Region labeling items:
# # # #
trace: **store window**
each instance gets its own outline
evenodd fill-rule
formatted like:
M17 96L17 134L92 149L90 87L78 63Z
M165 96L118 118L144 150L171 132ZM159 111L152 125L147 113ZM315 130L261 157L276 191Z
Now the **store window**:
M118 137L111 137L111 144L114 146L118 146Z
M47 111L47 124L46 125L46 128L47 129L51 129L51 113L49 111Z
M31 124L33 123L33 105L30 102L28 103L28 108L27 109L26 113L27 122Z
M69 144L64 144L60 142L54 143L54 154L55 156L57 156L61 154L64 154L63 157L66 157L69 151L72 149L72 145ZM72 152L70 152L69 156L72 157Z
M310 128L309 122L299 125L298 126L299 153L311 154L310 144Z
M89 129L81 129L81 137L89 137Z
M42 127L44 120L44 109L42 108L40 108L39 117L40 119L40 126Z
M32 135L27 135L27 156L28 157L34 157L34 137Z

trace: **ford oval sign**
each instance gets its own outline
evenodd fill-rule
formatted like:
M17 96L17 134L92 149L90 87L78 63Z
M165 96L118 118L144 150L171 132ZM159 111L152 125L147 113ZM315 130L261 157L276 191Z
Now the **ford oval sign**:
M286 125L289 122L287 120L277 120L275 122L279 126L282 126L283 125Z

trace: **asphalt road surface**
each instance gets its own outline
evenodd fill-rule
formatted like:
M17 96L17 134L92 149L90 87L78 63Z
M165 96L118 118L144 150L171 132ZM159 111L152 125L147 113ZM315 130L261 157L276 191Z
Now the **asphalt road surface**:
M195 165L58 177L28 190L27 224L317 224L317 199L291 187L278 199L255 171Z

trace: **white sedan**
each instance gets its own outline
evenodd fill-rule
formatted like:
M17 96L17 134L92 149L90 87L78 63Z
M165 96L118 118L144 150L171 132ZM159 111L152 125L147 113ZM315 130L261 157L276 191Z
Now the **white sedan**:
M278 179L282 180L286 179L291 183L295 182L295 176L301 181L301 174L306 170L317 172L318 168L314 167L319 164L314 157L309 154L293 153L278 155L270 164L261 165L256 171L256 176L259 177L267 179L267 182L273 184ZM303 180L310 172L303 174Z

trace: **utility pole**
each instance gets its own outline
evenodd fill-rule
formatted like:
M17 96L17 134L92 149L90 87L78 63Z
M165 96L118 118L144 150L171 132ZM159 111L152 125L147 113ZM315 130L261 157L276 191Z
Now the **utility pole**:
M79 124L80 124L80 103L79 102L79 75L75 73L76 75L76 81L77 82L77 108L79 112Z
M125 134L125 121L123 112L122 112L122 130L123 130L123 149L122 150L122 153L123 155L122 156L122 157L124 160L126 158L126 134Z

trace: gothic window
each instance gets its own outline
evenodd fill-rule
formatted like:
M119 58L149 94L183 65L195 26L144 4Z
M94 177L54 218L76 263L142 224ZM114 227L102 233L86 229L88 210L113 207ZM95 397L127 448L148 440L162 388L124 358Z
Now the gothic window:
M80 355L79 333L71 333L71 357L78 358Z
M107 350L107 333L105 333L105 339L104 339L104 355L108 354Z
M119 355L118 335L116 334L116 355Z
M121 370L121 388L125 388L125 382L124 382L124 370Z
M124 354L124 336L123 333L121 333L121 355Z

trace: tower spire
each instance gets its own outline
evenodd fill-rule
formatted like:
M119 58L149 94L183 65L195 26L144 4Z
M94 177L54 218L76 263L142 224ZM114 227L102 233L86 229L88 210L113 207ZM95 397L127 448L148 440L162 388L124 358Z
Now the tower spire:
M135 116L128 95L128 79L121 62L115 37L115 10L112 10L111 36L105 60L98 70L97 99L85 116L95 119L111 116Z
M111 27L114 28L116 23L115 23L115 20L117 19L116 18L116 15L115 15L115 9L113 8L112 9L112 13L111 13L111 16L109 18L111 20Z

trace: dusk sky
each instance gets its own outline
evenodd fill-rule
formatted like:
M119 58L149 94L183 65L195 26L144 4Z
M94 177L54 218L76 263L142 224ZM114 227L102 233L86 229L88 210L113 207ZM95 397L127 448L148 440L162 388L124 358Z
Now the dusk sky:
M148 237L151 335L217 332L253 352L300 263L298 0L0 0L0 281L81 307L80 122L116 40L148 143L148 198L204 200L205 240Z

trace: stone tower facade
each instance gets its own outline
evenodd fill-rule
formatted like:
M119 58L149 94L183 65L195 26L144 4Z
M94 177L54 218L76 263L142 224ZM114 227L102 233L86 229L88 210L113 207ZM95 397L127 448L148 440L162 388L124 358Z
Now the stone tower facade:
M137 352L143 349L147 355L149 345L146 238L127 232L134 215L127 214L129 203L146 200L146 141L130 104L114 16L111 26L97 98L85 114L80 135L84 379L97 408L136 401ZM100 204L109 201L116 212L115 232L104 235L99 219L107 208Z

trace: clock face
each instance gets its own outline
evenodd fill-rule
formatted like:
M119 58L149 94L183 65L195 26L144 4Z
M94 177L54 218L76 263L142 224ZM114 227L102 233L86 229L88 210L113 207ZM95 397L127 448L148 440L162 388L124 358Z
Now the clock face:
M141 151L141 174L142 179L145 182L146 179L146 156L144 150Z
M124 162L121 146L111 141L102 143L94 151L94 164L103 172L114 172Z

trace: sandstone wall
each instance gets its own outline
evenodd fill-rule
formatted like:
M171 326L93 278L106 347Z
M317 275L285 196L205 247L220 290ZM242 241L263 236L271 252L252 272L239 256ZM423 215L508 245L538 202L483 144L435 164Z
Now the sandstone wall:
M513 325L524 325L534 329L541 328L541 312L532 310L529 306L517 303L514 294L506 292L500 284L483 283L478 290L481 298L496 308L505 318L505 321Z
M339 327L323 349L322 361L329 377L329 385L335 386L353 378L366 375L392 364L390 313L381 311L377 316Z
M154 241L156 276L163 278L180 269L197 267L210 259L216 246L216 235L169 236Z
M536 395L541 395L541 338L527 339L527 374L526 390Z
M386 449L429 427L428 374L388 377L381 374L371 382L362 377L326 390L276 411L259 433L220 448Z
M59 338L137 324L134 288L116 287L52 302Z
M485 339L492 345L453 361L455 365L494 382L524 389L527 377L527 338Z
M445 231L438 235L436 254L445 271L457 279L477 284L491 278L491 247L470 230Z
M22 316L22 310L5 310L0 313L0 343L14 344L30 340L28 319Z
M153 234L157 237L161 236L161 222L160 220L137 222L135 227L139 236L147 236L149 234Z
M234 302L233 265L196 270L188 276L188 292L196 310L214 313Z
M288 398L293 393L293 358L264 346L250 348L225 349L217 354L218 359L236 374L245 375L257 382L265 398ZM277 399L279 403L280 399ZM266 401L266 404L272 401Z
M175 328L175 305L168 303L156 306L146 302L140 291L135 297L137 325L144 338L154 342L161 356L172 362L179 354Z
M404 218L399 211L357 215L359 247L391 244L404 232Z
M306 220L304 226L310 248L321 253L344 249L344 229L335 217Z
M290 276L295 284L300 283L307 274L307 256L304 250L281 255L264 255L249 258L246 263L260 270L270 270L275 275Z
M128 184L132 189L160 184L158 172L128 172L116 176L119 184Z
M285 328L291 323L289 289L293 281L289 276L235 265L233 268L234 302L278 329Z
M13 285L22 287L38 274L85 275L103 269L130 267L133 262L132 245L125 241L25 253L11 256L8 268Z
# # # #
• [Given problem]: Set down every record above exactly as given.

• [Solution below]:
trace: **store window**
each instance gets its own outline
evenodd fill-rule
formatted like:
M17 96L17 134L92 149L90 87L78 63Z
M165 96L118 118L144 150L171 132ZM159 111L152 125L147 113ZM315 130L261 157L276 191Z
Now the **store window**:
M118 137L111 137L111 144L114 146L118 146Z
M47 111L47 124L46 125L46 128L47 129L51 129L51 113L49 111Z
M31 124L33 123L33 105L30 102L28 103L28 108L27 109L26 113L27 122Z
M69 144L64 144L60 142L54 143L54 154L55 156L57 156L61 154L64 154L63 157L66 157L69 151L72 149L72 145ZM72 152L70 152L69 156L72 157Z
M310 128L309 122L299 125L298 126L299 153L311 154L310 144Z
M89 129L81 129L81 137L89 137Z
M42 127L44 120L44 109L42 108L40 108L39 117L40 119L40 126Z
M32 135L27 135L27 156L28 157L34 157L34 137Z

trace: **ford oval sign**
each instance gets its own outline
evenodd fill-rule
formatted like:
M17 96L17 134L92 149L90 87L78 63Z
M165 96L118 118L144 150L171 132ZM159 111L152 125L147 113ZM315 130L261 157L276 191Z
Now the **ford oval sign**:
M286 125L289 122L287 120L277 120L275 122L279 126L282 126L283 125Z

trace: **asphalt road surface**
each instance gets its own outline
evenodd fill-rule
formatted like:
M17 96L17 134L92 149L90 87L78 63Z
M165 96L118 118L144 150L171 132ZM159 111L152 125L147 113ZM315 130L261 157L276 191Z
Now the **asphalt road surface**:
M195 165L58 177L28 190L27 224L317 224L317 199L291 187L278 199L255 171Z

trace: **white sedan**
each instance gets its own outline
evenodd fill-rule
formatted like:
M17 96L17 134L92 149L90 87L78 63Z
M165 96L118 118L144 150L171 132ZM159 111L152 125L147 113ZM315 130L261 157L276 191Z
Now the **white sedan**:
M278 179L282 180L286 179L291 183L295 182L295 176L301 181L301 174L306 170L317 172L318 168L314 167L319 164L314 157L309 154L293 153L278 155L270 164L261 165L256 171L256 176L259 177L267 179L267 182L273 184ZM303 180L310 172L303 174Z

trace: **utility pole**
each instance gets its own outline
evenodd fill-rule
formatted like:
M17 96L17 134L92 149L90 87L78 63Z
M165 96L118 118L144 150L171 132ZM159 111L152 125L147 113ZM315 130L261 157L276 191Z
Now the **utility pole**:
M79 124L80 124L80 103L79 102L79 75L75 73L76 75L76 81L77 82L77 108L79 112Z
M125 134L125 121L123 112L122 112L122 130L123 130L123 149L122 150L122 153L123 155L122 156L122 157L124 160L126 158L126 134Z

trace: gothic window
each instance gets its own outline
evenodd fill-rule
formatted like:
M119 58L149 94L183 65L195 26L144 4Z
M94 177L54 218L76 263L142 224ZM114 227L102 233L86 229L88 210L113 207ZM95 397L127 448L148 440L162 388L124 358Z
Now the gothic window:
M80 355L79 333L71 333L71 357L78 358Z
M107 350L107 333L105 333L105 339L104 339L104 355L108 354Z
M119 355L118 335L116 334L116 355Z
M121 370L121 388L125 388L125 382L124 382L124 370Z
M124 354L124 336L123 333L121 333L121 355Z

trace: tower spire
each instance gets its own outline
evenodd fill-rule
formatted like:
M119 58L149 94L183 65L195 26L144 4Z
M94 177L54 218L76 263L142 224ZM114 227L102 233L86 229L88 210L113 207ZM95 397L127 448L148 440L162 388L124 358Z
Now the tower spire:
M135 116L128 95L128 79L121 62L115 37L115 10L112 10L111 36L105 60L98 70L97 99L85 116L95 119L111 116Z
M111 27L114 28L116 23L115 23L115 20L117 19L116 18L116 15L115 15L115 9L113 8L112 9L112 13L111 13L111 16L109 18L111 20Z

trace: dusk sky
each instance gets its own outline
evenodd fill-rule
formatted like:
M119 58L149 94L183 65L195 26L144 4Z
M94 177L54 218L76 263L142 224ZM114 227L102 233L86 229L88 210L113 207ZM95 397L127 448L148 440L162 388L124 358Z
Now the dusk sky:
M148 237L151 335L217 332L253 352L300 263L298 0L0 0L0 281L81 307L80 122L116 40L148 143L148 198L204 200L205 240Z

trace: stone tower facade
each instance gets its own outline
evenodd fill-rule
formatted like:
M119 58L149 94L183 65L195 26L144 4Z
M94 177L54 218L76 263L142 224ZM114 227L102 233L86 229L88 210L113 207ZM95 397L127 448L148 440L162 388L124 358Z
Now the stone tower facade:
M137 352L143 349L147 355L149 345L146 238L127 232L134 215L127 214L129 203L146 200L146 141L130 104L114 16L111 26L97 98L85 114L80 135L84 379L97 408L136 401ZM100 204L109 201L116 212L115 232L104 235L99 219L107 208Z

trace: clock face
each instance gets its own outline
evenodd fill-rule
formatted like:
M119 58L149 94L183 65L195 26L144 4Z
M94 177L54 218L76 263L142 224ZM114 227L102 233L86 229L88 210L113 207ZM95 397L127 448L148 440L162 388L124 358Z
Now the clock face:
M141 151L141 174L142 179L145 182L146 179L146 156L144 150Z
M124 162L121 146L111 141L102 143L94 151L94 164L103 172L114 172Z

trace: sandstone wall
each instance gets its own outline
evenodd fill-rule
formatted like:
M171 326L93 278L106 347Z
M317 275L285 196L205 247L220 290ZM242 241L263 236L271 252L252 272L239 256ZM423 215L508 245L538 202L483 144L435 164Z
Now the sandstone wall:
M513 325L524 325L534 329L541 328L541 312L532 310L529 306L517 303L514 294L506 292L500 284L483 283L478 290L481 298L496 308L505 318L505 321Z
M339 327L323 349L322 361L329 377L329 385L335 386L353 378L366 375L392 364L390 313L381 311L377 316Z
M154 241L156 276L163 278L180 269L197 267L210 259L216 246L216 235L169 236Z
M536 395L541 395L541 338L527 339L527 374L526 390Z
M386 449L429 427L428 374L388 377L381 374L371 382L362 377L326 390L276 411L259 433L220 448Z
M59 338L137 324L134 288L116 287L52 302Z
M485 339L492 345L453 361L455 365L494 382L524 389L527 377L527 338Z
M445 231L438 235L436 254L445 271L457 279L477 284L491 278L491 247L470 230Z
M22 316L22 310L5 310L0 313L0 343L14 344L30 340L28 319Z
M153 234L157 237L161 236L161 222L160 220L137 222L135 227L139 236L147 236L149 234Z
M234 302L233 265L196 270L188 276L188 292L196 310L214 313Z
M288 398L293 393L293 358L264 346L250 348L225 349L217 354L218 359L236 374L245 375L257 382L265 398ZM277 399L279 403L280 399ZM266 401L266 404L272 401Z
M175 328L175 305L168 303L156 306L146 302L140 291L135 297L137 325L144 338L154 342L161 356L172 362L179 354Z
M404 218L399 211L357 215L359 247L391 244L404 232Z
M306 220L304 226L310 248L321 253L344 249L344 229L335 217Z
M290 276L295 284L300 283L307 274L307 256L304 250L281 255L264 255L249 258L246 263L260 270L270 270L275 275Z
M128 184L132 189L160 184L158 172L128 172L116 176L119 184Z
M285 328L291 323L289 289L293 281L289 276L235 265L233 268L234 302L278 329Z
M13 285L22 287L38 274L85 275L103 269L130 267L133 262L132 245L125 241L25 253L11 256L8 268Z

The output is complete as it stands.